● WHAT IS REQUIRED
Give again, word for word, only the lines from the one containing "the black eyeglass" through the final line.

● DATA IN THIS EXERCISE
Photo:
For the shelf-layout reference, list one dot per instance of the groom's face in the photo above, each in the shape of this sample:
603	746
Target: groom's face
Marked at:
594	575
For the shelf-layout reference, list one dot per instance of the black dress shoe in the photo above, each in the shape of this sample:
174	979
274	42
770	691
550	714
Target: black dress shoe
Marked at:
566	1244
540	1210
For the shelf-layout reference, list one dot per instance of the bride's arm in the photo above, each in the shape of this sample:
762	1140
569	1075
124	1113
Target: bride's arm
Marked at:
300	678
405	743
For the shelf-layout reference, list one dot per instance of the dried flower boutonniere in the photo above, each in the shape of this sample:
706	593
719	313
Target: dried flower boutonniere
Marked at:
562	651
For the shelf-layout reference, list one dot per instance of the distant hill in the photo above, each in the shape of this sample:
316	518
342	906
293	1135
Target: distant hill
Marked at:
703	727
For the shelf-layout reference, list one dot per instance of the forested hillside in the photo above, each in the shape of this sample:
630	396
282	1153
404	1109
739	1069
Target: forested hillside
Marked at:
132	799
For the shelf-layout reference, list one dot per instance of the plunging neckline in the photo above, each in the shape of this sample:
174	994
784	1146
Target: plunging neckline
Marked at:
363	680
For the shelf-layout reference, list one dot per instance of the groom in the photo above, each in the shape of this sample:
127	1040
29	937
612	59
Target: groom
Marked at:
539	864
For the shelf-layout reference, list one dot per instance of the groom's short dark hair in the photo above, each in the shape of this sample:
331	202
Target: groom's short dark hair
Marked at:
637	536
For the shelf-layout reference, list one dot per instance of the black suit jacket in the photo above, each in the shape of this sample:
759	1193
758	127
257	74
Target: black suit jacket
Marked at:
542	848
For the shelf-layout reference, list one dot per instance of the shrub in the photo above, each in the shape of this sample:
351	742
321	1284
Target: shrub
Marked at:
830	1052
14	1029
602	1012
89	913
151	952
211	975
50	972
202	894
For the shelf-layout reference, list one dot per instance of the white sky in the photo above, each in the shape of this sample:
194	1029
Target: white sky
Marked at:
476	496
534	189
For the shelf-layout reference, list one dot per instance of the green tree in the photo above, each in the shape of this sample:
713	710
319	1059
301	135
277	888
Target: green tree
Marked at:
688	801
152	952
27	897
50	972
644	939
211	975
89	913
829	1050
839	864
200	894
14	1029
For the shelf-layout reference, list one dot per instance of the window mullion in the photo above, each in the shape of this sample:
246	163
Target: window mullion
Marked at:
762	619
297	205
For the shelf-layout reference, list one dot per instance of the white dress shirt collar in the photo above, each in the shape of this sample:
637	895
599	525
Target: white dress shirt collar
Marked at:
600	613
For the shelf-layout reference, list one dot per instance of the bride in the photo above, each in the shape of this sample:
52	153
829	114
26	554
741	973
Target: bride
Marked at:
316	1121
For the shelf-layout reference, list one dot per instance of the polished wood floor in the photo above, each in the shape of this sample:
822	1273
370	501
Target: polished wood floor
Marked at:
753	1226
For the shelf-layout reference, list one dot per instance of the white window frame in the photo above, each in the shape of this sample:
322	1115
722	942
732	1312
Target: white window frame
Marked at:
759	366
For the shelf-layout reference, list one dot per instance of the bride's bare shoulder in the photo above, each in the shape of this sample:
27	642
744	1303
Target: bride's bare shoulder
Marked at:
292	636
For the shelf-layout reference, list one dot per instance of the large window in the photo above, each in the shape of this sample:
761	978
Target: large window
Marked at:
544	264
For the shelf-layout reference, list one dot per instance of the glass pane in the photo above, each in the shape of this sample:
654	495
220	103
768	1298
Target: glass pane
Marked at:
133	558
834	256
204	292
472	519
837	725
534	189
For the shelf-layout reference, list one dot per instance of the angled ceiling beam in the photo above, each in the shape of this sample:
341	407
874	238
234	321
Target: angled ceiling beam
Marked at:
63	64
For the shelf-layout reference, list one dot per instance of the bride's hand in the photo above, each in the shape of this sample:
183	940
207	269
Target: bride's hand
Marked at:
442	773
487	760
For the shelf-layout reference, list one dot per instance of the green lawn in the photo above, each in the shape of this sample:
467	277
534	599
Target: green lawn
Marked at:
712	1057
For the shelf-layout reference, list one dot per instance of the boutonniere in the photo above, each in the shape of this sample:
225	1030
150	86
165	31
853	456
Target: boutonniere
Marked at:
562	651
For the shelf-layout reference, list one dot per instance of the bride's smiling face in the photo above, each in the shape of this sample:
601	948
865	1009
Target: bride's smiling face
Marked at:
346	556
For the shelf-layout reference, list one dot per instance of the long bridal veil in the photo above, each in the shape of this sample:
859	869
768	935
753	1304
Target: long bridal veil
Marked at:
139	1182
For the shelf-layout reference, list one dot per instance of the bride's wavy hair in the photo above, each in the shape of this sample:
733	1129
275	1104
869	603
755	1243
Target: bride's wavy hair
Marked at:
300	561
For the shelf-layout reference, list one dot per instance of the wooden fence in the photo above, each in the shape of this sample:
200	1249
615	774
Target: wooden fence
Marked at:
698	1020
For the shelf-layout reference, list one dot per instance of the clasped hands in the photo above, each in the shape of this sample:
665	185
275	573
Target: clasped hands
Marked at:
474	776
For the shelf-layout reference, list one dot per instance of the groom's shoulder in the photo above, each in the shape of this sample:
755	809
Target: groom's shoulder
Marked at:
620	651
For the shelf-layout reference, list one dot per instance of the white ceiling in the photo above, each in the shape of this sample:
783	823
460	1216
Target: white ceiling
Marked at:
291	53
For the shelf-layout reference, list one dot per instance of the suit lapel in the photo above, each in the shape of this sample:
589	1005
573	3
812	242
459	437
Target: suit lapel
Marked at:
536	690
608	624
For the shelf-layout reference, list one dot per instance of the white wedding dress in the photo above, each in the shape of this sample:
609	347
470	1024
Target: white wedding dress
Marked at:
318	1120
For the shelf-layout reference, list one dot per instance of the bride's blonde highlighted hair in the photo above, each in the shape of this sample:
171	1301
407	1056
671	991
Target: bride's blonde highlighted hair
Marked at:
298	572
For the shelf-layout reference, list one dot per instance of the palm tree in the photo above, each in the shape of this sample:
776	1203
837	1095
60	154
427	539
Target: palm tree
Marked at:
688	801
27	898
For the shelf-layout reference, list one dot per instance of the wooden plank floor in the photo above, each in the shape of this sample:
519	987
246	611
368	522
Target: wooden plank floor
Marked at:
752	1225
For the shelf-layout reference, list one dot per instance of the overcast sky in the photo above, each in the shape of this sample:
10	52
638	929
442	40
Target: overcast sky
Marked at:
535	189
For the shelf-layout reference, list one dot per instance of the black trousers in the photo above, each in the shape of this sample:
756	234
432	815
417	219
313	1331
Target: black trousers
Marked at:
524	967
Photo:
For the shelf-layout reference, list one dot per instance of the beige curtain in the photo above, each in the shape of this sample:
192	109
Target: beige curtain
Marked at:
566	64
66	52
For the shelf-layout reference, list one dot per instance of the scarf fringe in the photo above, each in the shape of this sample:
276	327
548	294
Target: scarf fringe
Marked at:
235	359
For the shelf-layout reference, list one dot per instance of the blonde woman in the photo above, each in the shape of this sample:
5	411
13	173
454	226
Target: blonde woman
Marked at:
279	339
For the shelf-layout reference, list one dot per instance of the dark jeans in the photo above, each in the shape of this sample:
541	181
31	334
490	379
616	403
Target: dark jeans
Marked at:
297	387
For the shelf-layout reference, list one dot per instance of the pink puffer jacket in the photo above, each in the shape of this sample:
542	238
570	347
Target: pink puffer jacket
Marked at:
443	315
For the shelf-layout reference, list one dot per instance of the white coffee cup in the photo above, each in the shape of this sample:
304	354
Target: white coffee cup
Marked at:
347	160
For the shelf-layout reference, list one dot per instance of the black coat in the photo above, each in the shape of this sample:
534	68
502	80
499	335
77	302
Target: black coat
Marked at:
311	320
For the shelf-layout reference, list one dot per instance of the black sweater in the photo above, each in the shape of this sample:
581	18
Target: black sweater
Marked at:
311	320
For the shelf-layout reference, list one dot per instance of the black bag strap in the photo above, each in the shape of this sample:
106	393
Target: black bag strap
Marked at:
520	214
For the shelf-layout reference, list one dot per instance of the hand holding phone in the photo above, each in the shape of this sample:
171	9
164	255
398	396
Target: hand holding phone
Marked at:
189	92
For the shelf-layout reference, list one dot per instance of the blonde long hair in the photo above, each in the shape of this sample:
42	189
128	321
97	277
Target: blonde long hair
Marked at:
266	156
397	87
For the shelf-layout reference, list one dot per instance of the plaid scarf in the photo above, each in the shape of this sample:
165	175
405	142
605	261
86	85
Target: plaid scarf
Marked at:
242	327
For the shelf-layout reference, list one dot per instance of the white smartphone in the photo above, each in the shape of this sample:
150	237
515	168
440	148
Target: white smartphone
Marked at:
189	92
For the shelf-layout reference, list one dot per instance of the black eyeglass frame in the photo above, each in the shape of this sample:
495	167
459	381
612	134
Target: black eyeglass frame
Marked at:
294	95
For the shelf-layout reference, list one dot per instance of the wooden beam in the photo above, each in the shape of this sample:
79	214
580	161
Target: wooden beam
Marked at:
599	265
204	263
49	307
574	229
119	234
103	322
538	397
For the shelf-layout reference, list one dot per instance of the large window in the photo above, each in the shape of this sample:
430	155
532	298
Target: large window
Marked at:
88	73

● COMPLETED TASK
For the shelf-layout reference, list one dot per instance of the black eyeglass frame in the photo above, each in the shape of this sample:
495	167
459	381
612	134
Target: black eyeglass frame
Marked at:
294	95
For the shelf-layout reference, list one dot per instance of the wooden beam in the photo above, each in the shape of this sample:
79	214
580	161
Target: wooden beam
Marked at:
599	265
204	263
49	307
574	229
119	234
103	322
538	397
For the shelf-layout reference, list one dot per instance of the large window in the photo above, each in the shape of this sample:
430	155
532	298
Target: large window
Marked at:
88	73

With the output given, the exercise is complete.